WORK INSTRUCTION — Copy each line of the following data that contains "below".

**** SOURCE INFORMATION ****

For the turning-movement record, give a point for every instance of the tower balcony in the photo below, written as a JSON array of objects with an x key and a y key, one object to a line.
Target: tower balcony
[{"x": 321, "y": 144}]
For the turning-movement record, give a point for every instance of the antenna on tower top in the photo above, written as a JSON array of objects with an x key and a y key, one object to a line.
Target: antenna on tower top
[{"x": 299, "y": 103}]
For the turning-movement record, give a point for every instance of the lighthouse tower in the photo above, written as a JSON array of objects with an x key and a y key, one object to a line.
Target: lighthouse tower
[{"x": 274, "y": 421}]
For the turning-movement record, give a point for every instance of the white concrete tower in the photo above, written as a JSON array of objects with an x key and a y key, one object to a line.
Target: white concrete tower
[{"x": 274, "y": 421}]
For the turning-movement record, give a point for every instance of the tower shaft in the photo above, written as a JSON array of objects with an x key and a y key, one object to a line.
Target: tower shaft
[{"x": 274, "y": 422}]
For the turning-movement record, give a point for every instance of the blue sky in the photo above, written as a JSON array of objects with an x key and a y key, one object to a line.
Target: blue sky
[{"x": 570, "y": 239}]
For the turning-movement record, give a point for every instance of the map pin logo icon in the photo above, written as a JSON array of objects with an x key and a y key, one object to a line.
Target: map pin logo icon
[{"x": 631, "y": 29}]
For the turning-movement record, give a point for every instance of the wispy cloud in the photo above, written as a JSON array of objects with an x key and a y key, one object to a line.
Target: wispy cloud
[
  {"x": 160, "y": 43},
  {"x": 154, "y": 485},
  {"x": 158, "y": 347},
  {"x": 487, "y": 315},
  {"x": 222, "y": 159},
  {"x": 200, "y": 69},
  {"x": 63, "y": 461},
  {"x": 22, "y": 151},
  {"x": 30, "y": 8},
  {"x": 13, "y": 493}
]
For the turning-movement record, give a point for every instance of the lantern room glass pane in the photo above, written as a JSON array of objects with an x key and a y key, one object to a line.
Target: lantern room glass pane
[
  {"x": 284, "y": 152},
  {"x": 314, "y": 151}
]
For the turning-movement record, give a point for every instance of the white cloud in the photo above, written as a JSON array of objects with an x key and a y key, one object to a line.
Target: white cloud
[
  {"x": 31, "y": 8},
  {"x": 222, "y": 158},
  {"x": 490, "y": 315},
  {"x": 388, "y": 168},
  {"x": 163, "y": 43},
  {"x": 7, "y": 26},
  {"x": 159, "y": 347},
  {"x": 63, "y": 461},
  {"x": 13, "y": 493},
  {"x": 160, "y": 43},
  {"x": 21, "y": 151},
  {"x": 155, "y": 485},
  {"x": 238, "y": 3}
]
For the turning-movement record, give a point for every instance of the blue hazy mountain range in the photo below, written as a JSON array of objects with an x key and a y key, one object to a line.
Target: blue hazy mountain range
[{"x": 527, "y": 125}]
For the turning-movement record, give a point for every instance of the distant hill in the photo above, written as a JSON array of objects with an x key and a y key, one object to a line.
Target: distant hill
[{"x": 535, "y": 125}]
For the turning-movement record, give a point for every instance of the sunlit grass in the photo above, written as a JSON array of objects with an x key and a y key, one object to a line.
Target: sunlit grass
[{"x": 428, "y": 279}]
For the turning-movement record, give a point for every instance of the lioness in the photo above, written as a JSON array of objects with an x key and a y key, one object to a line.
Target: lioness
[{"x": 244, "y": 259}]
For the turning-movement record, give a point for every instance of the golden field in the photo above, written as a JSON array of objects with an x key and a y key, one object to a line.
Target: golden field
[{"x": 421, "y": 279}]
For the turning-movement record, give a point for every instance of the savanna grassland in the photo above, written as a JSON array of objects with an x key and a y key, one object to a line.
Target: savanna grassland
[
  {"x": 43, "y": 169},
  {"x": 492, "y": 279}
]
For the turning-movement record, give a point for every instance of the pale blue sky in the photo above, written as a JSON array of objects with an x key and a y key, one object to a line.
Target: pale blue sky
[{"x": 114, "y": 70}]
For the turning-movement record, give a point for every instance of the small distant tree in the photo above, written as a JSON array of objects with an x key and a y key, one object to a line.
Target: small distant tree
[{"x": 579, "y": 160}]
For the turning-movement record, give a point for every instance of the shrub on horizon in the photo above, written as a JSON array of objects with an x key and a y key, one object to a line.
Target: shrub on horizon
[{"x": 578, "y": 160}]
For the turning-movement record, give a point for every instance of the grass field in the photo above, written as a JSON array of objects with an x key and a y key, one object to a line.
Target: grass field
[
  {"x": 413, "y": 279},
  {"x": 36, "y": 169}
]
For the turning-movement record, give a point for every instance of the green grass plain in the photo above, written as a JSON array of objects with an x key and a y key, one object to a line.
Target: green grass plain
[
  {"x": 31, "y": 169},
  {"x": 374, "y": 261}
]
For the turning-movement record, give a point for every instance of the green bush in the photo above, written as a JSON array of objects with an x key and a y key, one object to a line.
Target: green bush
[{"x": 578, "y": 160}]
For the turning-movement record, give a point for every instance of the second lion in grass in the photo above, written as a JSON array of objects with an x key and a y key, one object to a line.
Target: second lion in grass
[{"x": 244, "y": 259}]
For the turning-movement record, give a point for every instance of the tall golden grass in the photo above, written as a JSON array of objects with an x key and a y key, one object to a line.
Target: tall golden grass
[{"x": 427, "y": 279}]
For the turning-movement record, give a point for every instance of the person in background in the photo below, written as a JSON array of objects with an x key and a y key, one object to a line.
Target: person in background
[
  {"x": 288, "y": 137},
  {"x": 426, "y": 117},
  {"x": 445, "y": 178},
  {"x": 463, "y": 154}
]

****

ANSWER —
For the turning-movement record, give a point for every instance of the tower balcony in the photo below, written as a JSON array of objects with an x key and a y key, one object to a line.
For the turning-movement record, give a point for every instance of the blue hazy mountain range in the photo below, written as a JSON array of objects with an x key and a y key, one object to a line.
For the turning-movement record, give a point for every instance of the person in background in the photo below, written as a JSON array of objects with an x key and a y key, one object to a line.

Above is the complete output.